The Forum for Collaborative HIV Research honoured Koop by creating the C Everett Koop HIV/AIDS Public Health Leadership Award in 2010. It bestowed the first on its namesake, who spoke at length about his experience with HIV at the ceremony (http://hivforumannals.org/index.php/annals/article/view/86/pdf).
Before he assumed the mantle of surgeon general at the age of 66, Koop was surgeon in chief for decades at the Children’s Hospital of Philadelphia, where he pioneered neonatal surgical intensive care and conducted many groundbreaking surgical procedures. The French government honored him for those accomplishments with the Legion of Honor in 1980.
He also was an ardent foe of abortion, which was why leaders of the increasingly politically powerful religious right urged the Reagan administration to name Koop surgeon general. The US Senate’s confirmation process was contentious, and the final vote of approval was 60:24 for the previously low profile position.
The right wing would come to criticise Koop for not using the office to promote his personal views on abortion. They were even more dismayed when he chose to promote a scientific approach to AIDS.

********

### [What to work on]
1. In the Koop passage, rewrite the part from "The right wing" to "approach to AIDS.", changing "right wing" to "conservative movement".
2. List every number written in digits in the Koop passage, not counting those inside the web address.

********

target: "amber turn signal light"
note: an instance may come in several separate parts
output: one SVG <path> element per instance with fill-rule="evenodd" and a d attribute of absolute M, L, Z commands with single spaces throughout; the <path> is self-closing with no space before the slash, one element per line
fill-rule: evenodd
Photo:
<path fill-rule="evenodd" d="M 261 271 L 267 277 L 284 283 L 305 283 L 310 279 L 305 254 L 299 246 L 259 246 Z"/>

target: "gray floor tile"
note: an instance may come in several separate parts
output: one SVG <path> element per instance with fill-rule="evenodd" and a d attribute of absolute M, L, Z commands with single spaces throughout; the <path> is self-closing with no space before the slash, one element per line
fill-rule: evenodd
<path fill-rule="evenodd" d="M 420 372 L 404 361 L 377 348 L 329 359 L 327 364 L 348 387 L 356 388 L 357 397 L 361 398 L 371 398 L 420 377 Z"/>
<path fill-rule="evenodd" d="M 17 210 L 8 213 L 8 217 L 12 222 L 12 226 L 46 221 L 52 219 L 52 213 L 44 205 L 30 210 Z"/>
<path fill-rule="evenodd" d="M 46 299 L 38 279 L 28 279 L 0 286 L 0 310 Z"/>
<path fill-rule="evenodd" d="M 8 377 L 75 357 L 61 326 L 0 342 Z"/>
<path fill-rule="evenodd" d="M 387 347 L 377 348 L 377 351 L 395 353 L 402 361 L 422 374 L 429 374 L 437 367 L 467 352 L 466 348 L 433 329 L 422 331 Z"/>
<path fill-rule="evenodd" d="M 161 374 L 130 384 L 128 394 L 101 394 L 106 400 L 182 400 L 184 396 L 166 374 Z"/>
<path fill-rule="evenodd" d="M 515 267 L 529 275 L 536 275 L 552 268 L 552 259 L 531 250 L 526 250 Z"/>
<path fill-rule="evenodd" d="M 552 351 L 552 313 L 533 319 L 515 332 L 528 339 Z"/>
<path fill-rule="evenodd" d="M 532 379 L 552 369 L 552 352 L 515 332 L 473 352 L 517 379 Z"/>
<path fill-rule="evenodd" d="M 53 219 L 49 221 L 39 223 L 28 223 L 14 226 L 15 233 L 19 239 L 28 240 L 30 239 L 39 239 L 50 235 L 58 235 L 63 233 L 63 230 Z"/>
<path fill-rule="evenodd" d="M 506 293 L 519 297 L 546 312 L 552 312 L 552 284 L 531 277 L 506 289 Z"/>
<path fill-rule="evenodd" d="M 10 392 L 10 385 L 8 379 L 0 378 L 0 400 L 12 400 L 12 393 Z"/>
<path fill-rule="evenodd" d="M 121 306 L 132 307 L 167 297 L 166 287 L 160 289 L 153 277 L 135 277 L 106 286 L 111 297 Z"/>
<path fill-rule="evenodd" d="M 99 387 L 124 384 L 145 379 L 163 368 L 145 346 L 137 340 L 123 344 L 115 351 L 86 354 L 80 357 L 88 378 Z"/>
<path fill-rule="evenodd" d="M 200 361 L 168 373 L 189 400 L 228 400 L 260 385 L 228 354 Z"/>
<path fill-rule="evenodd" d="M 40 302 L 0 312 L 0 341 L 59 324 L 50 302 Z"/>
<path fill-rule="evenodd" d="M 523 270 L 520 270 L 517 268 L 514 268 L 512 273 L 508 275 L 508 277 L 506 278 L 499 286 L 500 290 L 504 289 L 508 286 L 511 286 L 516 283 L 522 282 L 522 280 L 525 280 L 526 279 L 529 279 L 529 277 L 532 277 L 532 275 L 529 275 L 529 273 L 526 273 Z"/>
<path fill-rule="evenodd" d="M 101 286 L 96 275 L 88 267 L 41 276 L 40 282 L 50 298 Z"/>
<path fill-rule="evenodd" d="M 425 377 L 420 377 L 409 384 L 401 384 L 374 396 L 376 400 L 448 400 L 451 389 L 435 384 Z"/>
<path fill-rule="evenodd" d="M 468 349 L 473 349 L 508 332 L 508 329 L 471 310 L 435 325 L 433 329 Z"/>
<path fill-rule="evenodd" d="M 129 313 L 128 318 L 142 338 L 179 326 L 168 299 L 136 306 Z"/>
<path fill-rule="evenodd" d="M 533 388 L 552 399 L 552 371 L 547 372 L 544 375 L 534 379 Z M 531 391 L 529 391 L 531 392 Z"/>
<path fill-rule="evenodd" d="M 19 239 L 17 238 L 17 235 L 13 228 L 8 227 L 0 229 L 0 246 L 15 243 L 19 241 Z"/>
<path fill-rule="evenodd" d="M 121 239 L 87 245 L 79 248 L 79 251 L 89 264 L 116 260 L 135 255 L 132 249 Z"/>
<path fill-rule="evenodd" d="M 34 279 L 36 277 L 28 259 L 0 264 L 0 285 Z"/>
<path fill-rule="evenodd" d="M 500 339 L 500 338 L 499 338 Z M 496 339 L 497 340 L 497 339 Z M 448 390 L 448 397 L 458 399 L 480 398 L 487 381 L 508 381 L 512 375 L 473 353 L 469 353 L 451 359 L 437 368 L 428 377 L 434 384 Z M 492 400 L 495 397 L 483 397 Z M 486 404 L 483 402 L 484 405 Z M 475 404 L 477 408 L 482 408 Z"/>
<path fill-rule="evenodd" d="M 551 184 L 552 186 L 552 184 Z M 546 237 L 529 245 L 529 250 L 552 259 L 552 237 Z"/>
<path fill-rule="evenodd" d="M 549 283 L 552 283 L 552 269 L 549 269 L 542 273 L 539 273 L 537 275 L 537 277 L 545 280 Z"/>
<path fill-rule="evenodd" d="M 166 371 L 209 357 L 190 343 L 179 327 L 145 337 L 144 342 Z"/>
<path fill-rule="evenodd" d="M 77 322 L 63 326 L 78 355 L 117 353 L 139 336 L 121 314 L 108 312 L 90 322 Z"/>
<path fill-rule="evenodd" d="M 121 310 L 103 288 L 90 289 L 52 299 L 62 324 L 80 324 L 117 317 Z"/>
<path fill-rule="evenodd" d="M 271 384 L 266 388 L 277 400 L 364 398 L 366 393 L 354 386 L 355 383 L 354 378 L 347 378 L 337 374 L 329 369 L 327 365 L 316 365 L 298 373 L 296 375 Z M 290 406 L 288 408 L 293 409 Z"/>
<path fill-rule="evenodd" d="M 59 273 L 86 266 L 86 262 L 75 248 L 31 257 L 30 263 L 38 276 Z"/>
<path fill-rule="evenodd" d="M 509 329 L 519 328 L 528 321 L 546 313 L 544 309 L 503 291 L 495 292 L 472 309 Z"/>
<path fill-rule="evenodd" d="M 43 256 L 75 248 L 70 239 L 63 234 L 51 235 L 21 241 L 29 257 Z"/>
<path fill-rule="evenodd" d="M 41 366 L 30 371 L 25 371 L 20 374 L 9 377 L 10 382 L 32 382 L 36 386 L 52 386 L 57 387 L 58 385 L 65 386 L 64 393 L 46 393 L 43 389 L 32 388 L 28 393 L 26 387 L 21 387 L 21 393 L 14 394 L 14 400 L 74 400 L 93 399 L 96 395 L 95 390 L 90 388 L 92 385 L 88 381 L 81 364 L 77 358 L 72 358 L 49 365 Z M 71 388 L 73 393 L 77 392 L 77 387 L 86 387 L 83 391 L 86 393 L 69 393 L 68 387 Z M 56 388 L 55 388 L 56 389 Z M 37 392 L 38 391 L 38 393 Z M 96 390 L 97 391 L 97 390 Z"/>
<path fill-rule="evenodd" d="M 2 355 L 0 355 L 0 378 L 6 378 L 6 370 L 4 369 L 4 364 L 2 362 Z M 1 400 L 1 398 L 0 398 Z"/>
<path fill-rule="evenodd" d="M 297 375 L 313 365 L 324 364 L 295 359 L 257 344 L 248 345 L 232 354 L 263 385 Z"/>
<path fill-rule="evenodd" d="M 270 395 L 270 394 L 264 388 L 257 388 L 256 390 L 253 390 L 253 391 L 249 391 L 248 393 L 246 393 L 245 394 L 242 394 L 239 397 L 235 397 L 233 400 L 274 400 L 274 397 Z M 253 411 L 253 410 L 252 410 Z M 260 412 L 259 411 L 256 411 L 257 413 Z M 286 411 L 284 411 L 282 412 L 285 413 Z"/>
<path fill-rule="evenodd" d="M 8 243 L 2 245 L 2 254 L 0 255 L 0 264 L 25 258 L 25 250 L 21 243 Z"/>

********

### [Exercise answers]
1.
The conservative movement would come to criticise Koop for not using the office to promote his personal views on abortion. They were even more dismayed when he chose to promote a scientific approach to AIDS.

2. 2010, 66, 1980, 60, 24